=== EXCERPTED DATA ===

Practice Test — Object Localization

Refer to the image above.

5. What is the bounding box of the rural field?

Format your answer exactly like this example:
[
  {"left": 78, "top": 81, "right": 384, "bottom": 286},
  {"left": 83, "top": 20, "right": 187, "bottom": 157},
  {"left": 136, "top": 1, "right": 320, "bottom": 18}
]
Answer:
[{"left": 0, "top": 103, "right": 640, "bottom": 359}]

===

#### [STATED EXERCISE]
Render the data above as a JSON array of strings, with one string per line and blank lines omitted.

#### [REPLY TO THE EXERCISE]
[
  "Practice Test — Object Localization",
  "Refer to the image above.",
  "5. What is the bounding box of the rural field?",
  "Format your answer exactly like this example:",
  "[",
  "  {\"left\": 78, \"top\": 81, \"right\": 384, \"bottom\": 286},",
  "  {\"left\": 83, \"top\": 20, \"right\": 187, \"bottom\": 157},",
  "  {\"left\": 136, \"top\": 1, \"right\": 320, \"bottom\": 18}",
  "]",
  "Answer:",
  "[{\"left\": 0, \"top\": 103, \"right\": 640, \"bottom\": 359}]"
]